TASK DESCRIPTION:
The word "motorcycle" marks the lines to keep; find each one in the data and copy it.

START INPUT DATA

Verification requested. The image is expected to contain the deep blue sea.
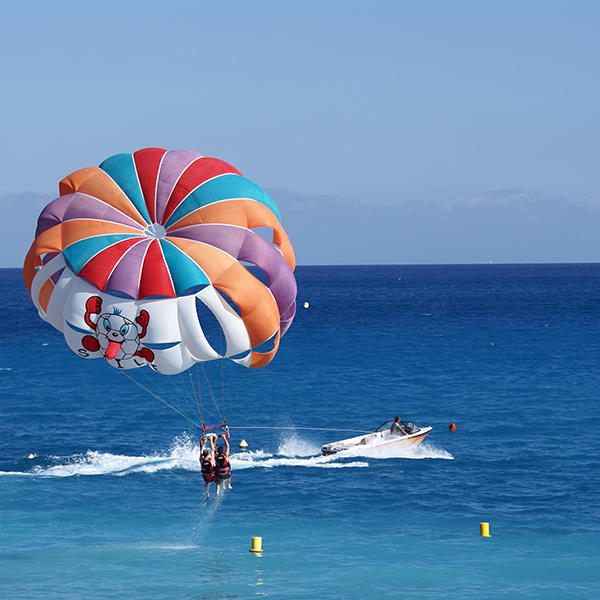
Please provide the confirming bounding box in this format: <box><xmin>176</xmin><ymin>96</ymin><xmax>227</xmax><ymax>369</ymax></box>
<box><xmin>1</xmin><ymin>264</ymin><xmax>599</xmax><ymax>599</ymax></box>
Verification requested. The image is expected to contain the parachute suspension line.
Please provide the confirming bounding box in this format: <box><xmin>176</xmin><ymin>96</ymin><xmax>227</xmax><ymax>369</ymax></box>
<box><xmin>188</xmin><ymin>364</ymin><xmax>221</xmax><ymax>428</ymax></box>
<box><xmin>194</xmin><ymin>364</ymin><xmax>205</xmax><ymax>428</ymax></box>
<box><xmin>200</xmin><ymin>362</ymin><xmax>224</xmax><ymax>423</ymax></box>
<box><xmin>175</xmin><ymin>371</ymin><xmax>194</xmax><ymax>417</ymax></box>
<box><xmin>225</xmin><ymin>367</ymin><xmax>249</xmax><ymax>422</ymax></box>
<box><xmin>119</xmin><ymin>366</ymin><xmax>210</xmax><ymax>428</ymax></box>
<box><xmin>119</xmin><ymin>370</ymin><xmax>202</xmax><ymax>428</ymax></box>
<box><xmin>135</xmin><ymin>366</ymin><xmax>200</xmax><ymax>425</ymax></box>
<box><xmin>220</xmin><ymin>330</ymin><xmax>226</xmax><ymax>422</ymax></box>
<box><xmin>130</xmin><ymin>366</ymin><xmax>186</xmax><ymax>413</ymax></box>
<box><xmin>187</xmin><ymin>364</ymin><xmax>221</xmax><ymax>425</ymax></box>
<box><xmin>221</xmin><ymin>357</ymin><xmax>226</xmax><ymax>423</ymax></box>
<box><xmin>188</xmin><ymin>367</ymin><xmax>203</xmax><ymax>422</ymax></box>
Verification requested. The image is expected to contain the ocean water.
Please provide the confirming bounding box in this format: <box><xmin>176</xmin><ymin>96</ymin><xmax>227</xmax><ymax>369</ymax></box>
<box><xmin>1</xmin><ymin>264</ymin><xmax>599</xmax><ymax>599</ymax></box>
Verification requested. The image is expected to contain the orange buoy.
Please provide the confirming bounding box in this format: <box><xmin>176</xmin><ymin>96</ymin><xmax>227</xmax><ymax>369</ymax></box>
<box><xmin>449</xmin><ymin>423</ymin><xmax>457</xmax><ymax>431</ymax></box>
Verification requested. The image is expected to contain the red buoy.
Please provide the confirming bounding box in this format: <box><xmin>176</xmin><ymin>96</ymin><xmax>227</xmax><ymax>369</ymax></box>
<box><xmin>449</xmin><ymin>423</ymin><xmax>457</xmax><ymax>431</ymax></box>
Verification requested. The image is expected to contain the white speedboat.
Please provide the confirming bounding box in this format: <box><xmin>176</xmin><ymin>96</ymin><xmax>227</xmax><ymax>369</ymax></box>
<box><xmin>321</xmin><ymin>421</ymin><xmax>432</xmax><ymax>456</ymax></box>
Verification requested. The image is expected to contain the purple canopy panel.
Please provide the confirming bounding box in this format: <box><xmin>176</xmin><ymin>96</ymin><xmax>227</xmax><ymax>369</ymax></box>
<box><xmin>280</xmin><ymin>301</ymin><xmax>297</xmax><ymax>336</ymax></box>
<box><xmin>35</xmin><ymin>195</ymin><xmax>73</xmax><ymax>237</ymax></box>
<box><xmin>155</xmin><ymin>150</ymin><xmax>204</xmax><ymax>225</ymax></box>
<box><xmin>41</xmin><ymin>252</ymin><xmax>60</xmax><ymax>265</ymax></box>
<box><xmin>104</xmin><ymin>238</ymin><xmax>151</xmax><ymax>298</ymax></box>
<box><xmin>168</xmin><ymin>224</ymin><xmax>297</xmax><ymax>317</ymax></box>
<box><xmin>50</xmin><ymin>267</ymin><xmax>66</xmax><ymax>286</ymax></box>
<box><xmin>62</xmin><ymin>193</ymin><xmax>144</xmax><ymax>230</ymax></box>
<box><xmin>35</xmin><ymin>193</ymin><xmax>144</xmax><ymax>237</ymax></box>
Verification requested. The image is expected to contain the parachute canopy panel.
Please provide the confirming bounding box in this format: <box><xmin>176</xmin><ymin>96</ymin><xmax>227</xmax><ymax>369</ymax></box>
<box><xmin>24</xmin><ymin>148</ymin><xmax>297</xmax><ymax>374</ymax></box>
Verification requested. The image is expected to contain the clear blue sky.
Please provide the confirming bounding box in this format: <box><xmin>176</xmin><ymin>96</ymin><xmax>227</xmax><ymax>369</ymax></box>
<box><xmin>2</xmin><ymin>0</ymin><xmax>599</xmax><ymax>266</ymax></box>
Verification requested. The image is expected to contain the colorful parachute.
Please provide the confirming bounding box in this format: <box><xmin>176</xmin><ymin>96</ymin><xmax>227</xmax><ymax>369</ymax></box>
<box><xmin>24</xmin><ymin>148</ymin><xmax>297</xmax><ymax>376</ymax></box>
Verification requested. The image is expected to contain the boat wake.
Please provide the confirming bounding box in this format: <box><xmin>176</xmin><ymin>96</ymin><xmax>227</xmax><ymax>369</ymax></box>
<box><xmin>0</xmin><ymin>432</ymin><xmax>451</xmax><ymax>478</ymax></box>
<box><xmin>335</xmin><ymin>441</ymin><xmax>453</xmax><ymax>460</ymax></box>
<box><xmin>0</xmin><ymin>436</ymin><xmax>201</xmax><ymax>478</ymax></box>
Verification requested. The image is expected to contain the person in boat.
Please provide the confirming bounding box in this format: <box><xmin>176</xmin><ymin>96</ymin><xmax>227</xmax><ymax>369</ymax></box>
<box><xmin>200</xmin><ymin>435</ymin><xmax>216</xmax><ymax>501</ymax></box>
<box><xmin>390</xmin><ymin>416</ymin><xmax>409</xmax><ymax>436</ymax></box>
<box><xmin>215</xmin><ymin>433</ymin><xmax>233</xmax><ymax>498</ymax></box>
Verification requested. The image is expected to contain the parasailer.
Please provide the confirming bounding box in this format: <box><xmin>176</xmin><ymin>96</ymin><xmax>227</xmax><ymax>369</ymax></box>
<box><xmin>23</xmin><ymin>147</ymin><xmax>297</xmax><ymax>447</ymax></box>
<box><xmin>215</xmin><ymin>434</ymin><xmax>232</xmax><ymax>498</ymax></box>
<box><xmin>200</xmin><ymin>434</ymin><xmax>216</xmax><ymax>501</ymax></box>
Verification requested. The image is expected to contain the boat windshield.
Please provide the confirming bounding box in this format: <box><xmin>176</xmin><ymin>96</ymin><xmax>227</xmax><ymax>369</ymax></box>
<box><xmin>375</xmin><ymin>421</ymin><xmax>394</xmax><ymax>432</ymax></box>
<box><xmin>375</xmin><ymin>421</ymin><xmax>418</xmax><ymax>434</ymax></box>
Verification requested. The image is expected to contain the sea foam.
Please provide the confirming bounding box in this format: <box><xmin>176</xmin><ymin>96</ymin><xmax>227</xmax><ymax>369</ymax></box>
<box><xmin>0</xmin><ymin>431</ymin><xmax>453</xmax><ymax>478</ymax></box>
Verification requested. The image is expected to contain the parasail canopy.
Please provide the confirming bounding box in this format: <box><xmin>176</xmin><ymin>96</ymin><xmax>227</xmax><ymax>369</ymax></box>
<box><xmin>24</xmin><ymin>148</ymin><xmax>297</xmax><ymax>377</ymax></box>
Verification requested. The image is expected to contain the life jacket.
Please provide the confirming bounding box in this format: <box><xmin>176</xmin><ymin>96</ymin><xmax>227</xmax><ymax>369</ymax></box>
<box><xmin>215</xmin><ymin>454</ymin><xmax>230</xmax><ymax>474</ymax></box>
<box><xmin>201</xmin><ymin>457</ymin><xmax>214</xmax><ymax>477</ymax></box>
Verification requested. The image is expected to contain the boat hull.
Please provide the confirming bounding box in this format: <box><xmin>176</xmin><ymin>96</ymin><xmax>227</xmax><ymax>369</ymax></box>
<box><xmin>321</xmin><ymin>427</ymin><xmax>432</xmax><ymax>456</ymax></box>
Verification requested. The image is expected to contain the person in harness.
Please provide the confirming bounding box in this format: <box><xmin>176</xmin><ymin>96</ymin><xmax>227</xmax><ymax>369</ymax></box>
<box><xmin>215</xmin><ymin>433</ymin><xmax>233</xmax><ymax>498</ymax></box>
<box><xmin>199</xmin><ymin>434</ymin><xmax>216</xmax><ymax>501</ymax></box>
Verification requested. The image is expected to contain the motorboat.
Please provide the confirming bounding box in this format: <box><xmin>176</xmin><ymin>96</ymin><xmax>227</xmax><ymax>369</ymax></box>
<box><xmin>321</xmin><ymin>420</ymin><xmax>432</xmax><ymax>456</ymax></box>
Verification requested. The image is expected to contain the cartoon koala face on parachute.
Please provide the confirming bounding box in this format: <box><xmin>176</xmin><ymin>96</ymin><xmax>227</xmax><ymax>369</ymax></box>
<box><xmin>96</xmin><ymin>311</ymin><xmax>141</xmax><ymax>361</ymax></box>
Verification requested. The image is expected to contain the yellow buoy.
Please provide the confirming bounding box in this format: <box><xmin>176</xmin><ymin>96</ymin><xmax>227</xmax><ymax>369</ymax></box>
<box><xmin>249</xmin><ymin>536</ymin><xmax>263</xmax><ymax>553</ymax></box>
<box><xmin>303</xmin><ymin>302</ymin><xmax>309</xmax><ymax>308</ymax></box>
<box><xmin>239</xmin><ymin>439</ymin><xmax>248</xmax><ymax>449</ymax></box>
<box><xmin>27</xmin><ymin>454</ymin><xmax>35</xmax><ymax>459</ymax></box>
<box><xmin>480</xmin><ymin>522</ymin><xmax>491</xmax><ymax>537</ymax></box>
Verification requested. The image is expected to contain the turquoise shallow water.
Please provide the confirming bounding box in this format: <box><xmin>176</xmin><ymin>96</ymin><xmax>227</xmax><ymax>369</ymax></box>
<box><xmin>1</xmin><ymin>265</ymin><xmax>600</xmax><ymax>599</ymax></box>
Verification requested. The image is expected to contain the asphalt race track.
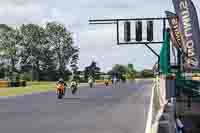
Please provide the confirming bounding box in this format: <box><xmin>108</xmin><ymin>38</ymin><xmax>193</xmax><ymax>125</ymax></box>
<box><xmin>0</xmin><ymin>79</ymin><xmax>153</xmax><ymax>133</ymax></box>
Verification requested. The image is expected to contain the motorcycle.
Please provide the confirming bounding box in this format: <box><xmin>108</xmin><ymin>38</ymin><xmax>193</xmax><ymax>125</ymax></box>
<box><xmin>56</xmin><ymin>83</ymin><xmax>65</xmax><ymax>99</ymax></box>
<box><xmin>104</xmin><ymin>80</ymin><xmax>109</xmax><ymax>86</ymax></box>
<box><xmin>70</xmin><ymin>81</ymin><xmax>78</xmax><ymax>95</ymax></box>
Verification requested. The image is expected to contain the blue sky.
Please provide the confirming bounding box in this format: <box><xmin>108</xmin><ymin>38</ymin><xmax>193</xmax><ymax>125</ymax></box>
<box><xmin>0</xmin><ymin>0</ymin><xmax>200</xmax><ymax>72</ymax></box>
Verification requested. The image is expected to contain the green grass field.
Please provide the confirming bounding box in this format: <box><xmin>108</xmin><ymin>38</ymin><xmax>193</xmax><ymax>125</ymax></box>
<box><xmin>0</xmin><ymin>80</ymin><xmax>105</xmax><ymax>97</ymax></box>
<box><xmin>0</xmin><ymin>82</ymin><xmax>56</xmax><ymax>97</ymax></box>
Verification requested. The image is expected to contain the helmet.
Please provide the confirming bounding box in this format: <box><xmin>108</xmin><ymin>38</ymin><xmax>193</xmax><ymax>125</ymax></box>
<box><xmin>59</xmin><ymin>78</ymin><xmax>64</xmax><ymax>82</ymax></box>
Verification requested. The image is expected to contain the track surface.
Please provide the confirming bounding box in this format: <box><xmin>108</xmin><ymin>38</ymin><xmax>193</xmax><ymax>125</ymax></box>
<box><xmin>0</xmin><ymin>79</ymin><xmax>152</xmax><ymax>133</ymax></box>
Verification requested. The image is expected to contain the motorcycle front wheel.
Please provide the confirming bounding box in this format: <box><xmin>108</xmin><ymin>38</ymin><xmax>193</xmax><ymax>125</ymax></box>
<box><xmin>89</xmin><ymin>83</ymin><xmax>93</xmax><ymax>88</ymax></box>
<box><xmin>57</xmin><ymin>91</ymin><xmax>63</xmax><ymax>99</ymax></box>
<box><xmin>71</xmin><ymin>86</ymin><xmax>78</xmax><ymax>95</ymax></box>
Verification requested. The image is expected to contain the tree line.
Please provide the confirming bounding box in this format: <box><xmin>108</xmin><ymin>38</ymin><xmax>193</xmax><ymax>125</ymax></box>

END INPUT DATA

SOLUTION FOR THIS TASK:
Verification requested. The image is expected to contain the motorcycle.
Verification requested. The image is expected to contain the motorcycle front wheel.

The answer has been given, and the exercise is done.